- **Objective**:
Lay out each line of the entries below as a Markdown table with the columns Row and Line, numbering the rows and leaving out blank lines.

- **Stored data**:
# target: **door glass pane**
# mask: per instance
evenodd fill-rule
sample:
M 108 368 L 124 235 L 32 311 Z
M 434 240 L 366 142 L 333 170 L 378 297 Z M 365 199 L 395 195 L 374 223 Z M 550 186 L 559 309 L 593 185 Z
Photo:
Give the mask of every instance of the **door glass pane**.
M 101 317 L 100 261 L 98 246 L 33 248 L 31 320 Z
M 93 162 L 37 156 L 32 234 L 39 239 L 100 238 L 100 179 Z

- **Solution**:
| Row | Line |
|---|---|
| 1 | # target: **door glass pane** |
| 2 | # mask: per instance |
| 3 | evenodd fill-rule |
| 4 | sample: |
| 5 | M 108 368 L 124 235 L 32 311 Z |
| 6 | M 434 240 L 366 142 L 333 170 L 378 297 Z M 365 199 L 395 195 L 374 223 Z M 550 186 L 559 309 L 593 185 Z |
| 7 | Photo: |
| 8 | Give the mask of every instance of the **door glass pane**. |
| 9 | M 101 317 L 100 261 L 98 246 L 33 248 L 31 320 Z |
| 10 | M 93 162 L 37 156 L 32 234 L 39 239 L 100 238 L 100 179 Z |